*GIVEN PROBLEM*. Reproduce the data below line for line, changing nothing.

*RECORD SET*.
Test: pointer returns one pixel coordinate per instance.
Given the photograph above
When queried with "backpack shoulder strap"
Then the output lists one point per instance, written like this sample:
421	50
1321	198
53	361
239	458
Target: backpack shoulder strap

*THE REPLY*.
Test: pointer returns one pixel coordinate per instance.
Given the photograph above
When queried with "backpack shoulder strap"
Then the output lists one point per instance, written like this sample:
421	50
1321	198
53	361
239	458
Target: backpack shoulder strap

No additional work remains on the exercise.